This may seem to be a shortcoming of our code, but in fact it’s more a result of the underlying database. In SQL, for an unordered query, there’s no guarantee that the rows returned by a query will be returned in any given order. Likewise, with an ordered query containing degenerately ordered records, those records are not guaranteed to be returned in any given order.
Nonetheless, in MySQL and SQLite (at least), we’re used to seeing unordered collections returned in primary key order. This seems to be the usual behaviour of these DBMSs. Hence a pragmatic approach to the problem is to append the primary key as the lowest-priority, default ordering column in the above code:
columns << "#{table_name}.#{primary_key}"Since the primary key is unique, we’re removing any chance of a degenerate ordering.
Collections Using Limits and Offsets
Scopes and associations including :limit and :offset options behave a little confusingly in Rails. Ask for the entire collection using all, and the results will be limited and offset correctly. Ask for the size of the collection using count and you’ll get the count of the entire collection, without the limit or offset applied.
You are best to leave :limit and :offset options to pagination, where they are really intended to be used. Nonetheless, the above method can be made to work with these options using a little bit of tweaking, left as an exercise for the reader. :)
Applications
I was motivated to develop this code for a pagination library that I’ve created. In a Rails app, have you ever wanted to link to the page in your paginated index view containing a specific object? This is the way to do it. (Expect an article on my pagination gem at a future date.)
The other obvious use is to find the next or previous item for an object in an ordered collection. (Think “next post” and “previous post” links in a blog.) This is easily achieved using the index_of method.

**PROBLEMS TO WORK ON**
(a) In the text on Rails collection ordering, list every method it names.
(b) Swap "DBMSs" for "database management systems" in the text on Rails collection ordering, and write out its passage that begins at the words "This may seem" and stops after "a degenerate ordering.".

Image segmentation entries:
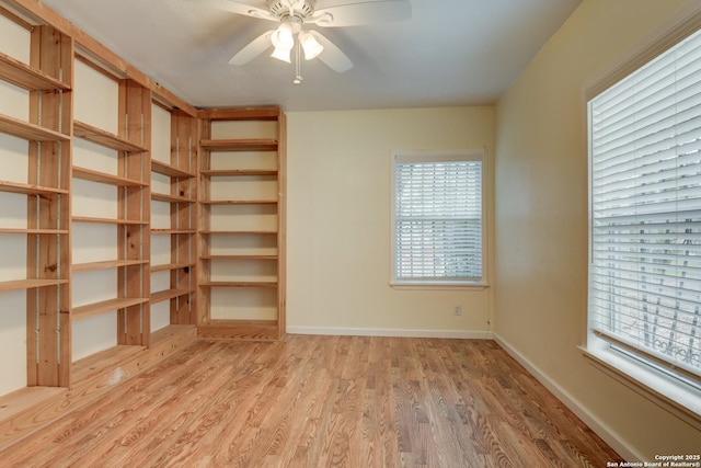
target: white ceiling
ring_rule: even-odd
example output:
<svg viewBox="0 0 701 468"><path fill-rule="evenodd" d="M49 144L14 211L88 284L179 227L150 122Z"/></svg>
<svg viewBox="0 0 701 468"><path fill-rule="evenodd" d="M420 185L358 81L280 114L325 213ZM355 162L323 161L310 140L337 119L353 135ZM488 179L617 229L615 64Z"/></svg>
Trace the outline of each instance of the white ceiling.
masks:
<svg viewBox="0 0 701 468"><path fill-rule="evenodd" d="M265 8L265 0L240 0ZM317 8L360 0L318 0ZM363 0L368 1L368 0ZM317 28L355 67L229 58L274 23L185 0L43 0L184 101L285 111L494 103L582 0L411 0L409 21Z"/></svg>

* * *

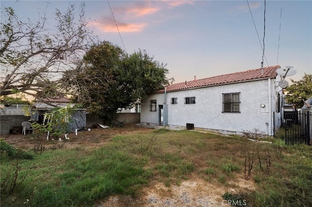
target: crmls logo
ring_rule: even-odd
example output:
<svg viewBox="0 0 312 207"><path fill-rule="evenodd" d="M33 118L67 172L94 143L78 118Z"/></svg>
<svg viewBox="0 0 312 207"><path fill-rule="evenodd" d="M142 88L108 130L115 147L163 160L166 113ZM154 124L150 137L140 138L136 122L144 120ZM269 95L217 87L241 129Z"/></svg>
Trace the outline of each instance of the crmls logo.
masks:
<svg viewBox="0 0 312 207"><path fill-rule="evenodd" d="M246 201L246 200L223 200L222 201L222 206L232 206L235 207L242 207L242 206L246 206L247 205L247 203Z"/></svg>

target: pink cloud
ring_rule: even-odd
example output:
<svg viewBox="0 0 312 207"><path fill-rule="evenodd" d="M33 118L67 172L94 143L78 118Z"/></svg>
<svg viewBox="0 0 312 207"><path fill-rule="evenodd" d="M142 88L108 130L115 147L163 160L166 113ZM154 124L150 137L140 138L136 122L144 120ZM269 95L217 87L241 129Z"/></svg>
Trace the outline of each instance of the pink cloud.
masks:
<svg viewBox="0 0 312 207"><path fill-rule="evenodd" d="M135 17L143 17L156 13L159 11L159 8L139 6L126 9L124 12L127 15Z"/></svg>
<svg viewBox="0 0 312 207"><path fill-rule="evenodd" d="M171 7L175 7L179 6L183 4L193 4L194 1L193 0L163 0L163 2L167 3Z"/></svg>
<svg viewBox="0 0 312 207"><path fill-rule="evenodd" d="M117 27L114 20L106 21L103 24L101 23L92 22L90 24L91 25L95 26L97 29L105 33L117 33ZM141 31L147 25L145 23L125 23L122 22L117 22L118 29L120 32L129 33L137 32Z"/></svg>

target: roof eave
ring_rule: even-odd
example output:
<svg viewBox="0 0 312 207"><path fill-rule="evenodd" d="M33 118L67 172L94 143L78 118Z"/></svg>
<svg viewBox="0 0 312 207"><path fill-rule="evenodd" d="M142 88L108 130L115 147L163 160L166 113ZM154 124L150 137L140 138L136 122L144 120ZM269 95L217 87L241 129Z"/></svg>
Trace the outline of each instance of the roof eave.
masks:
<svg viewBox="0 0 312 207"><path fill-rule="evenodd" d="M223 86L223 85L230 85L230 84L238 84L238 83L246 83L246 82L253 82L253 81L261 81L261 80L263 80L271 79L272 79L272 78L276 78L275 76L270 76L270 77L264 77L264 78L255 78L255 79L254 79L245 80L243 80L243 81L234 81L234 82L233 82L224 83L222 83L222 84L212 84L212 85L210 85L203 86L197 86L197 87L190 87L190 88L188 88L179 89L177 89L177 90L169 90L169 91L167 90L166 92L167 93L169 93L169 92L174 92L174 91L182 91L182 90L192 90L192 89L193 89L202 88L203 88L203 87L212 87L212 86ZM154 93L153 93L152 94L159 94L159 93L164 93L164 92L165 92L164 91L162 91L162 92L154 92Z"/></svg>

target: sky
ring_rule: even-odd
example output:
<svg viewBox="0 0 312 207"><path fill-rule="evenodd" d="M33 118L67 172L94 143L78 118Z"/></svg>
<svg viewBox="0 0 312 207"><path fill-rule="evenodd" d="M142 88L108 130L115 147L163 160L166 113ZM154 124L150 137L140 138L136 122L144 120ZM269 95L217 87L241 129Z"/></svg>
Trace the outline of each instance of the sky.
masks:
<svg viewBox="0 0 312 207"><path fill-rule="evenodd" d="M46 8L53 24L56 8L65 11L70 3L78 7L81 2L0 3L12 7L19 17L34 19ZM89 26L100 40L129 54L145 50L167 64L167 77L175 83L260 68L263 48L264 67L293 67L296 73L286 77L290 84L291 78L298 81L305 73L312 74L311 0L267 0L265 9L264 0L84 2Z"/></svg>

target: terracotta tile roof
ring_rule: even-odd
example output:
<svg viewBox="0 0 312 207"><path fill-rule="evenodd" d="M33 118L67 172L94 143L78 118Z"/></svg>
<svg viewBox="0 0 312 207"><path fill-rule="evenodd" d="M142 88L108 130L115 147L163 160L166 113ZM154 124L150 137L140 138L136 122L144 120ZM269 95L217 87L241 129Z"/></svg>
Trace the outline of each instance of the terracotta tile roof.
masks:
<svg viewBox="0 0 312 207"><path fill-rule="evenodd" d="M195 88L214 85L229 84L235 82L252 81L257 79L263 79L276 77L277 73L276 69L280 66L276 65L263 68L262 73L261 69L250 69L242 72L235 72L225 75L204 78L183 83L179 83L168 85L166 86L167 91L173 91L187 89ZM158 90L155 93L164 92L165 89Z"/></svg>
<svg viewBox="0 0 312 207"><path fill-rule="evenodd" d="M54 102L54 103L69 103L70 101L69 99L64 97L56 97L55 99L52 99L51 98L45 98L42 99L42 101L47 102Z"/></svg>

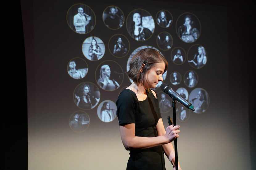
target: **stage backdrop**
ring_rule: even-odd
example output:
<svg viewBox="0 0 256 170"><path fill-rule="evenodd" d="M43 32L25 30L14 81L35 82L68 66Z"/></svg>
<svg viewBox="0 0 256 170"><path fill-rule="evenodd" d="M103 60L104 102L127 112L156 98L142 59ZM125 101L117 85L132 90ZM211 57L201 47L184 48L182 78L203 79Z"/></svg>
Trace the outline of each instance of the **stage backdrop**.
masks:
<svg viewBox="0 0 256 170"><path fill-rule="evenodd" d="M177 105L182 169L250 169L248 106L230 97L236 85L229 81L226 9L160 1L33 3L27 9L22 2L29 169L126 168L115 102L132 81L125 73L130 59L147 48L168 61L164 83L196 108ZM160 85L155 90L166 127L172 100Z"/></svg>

**REPLIES**
(a) all, count, index_of

(b)
This may seem to be a shortcoming of our code, but in fact it’s more a result of the underlying database. In SQL, for an unordered query, there’s no guarantee that the rows returned by a query will be returned in any given order. Likewise, with an ordered query containing degenerately ordered records, those records are not guaranteed to be returned in any given order.
Nonetheless, in MySQL and SQLite (at least), we’re used to seeing unordered collections returned in primary key order. This seems to be the usual behaviour of these database management systems. Hence a pragmatic approach to the problem is to append the primary key as the lowest-priority, default ordering column in the above code:
columns << "#{table_name}.#{primary_key}"Since the primary key is unique, we’re removing any chance of a degenerate ordering.